Qué hacer
A – En el texto sobre el Tribunal Constitucional de Bolivia, ¿en qué fecha decidió ese tribunal que la reelección indefinida es un derecho humano?
B – Copia palabra por palabra del texto sobre el Tribunal Constitucional de Bolivia todo lo que va desde "Desde noviembre" hasta "de 38 personas.".

Fragmento del documento
══════════════════════════════
Desde noviembre
de 2017 tenemos atragantado el nombre del Tribunal Constitucional del Estado
Plurinacional de Bolivia. La institución encargada de velar porque nuestra ley
de leyes deba ser cumplida a rajatabla, sumió al país en una crisis política
con consecuencias trágicas de persecuciones, encarcelamientos indebidos y
masacres que terminaron con las vidas de 38 personas.
Es de un
insoportable contrasentido que los magistrados que deben encargarse de
resguardar sin concesiones nuestra Constitución, --enfrentando presiones de
todos los tamaños-- son mas bien los que la han perforado de la manera más
irresponsable e impune, a sabiendas del sacrificio y el dolor que le ha
significado al pueblo boliviano luchar para que fuera puesta en vigencia en
febrero de 2009.
El 28 de
noviembre de 2017 el Tribunal Constitucional determinó, dizque, respaldándose
en el Pacto de San José, que la reelección indefinida es un derecho
humano. A partir de tan desatinada e inconsistente
decisión que le otorgaba carta blanca a Evo Morales para repostularse a las
presidenciales de 2019, contradiciendo el referéndum producido el 21 de febrero
de 2016 en el que la mayoría votante le había dicho no a esa pretensión, se
desató una crisis político institucional que derivó en el golpe de Estado
perpetrado entre el 10 y el 12 de noviembre de 2019.
Cuatro años
después de la descabellada decisión asumida por el Tribunal Constitucional (agosto,
2021), la Corte Interamericana de Derechos Humanos dictaminó que “La reelección
presidencial indefinida no constituye un derecho autónomo protegido por la
Convención Americana sobre Derechos Humanos ni por el corpus iuris del derecho
internacional de los derechos humanos, sobre la opinión consultiva presentada
por el Gobierno de Colombia, en octubre de 2019, bajo el título de La figura de
la reelección presidencial indefinida en el contexto del Sistema Interamericano
de Derechos Humanos”.
Dos años
después, no contento con el desmadre nacional que generó desde 2017, el mismo
Tribunal Constitucional no tuvo mejor ocurrencia que lavarse las manos acerca
de la asunción de Jeanine Áñez a la presidencia del Estado: “El magistrado,
Petronilo Flores, afirmó que el comunicado del Tribunal Constitucional
Plurinacional (TCP), que avaló la sucesión presidencial de Jeanine Áñez, el
pasado 12 de noviembre, no tiene valor legal y no es vinculante./ Es un
comunicado que no tiene ninguna relevancia jurídica. El Código Procesal
Constitucional solamente reconoce como vinculantes las sentencias
constitucionales plurinacionales, las declaraciones constitucionales y los
autos constitucionales” (febrero de 2020).
══════════════════════════════
Datos guardados
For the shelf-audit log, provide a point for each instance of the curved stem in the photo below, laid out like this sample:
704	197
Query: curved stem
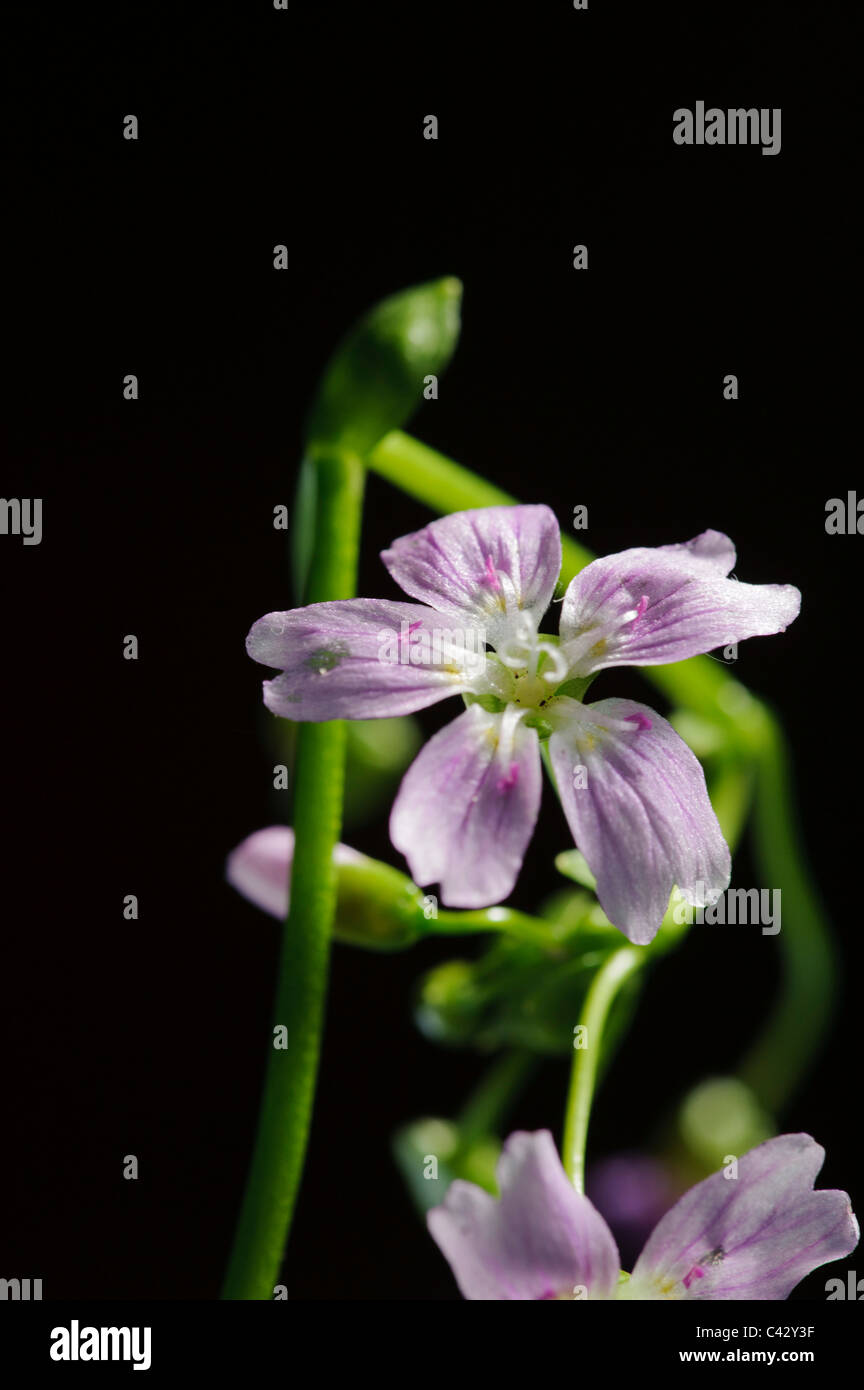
586	1058
289	1087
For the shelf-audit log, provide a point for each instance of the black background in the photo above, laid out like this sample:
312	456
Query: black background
600	388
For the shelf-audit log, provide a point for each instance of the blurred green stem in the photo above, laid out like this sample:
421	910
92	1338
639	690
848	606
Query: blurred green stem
586	1058
289	1087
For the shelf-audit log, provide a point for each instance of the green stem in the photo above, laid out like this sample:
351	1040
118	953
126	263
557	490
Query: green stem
584	1075
485	1109
489	919
289	1087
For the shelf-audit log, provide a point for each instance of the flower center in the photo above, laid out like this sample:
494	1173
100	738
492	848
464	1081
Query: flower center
529	691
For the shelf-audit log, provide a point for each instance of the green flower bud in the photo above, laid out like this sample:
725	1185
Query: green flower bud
375	380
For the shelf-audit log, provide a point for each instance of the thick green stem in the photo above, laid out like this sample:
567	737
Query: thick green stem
289	1087
588	1047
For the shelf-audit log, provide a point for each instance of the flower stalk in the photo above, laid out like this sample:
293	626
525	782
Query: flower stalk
289	1087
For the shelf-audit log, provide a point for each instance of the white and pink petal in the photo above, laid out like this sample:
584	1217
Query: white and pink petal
467	806
754	1235
488	566
363	659
636	802
649	606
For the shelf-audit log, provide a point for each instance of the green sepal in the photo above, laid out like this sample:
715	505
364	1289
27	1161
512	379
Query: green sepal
374	381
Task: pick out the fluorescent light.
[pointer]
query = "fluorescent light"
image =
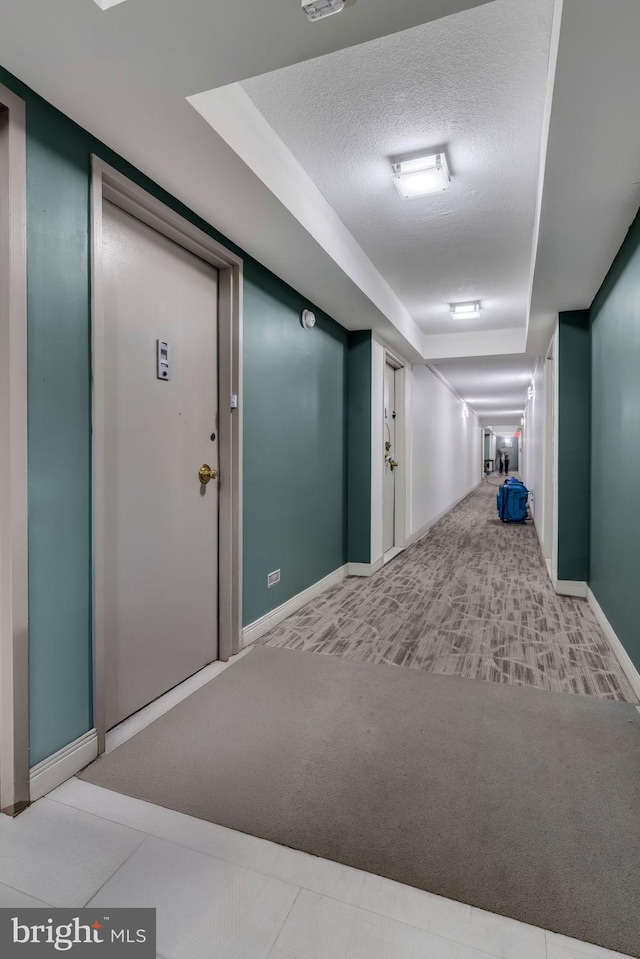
══════════════════════════════
Respuestas escritas
A – El 28 de noviembre de 2017.

B –
Desde noviembre
de 2017 tenemos atragantado el nombre del Tribunal Constitucional del Estado
Plurinacional de Bolivia. La institución encargada de velar porque nuestra ley
de leyes deba ser cumplida a rajatabla, sumió al país en una crisis política
con consecuencias trágicas de persecuciones, encarcelamientos indebidos y
masacres que terminaron con las vidas de 38 personas.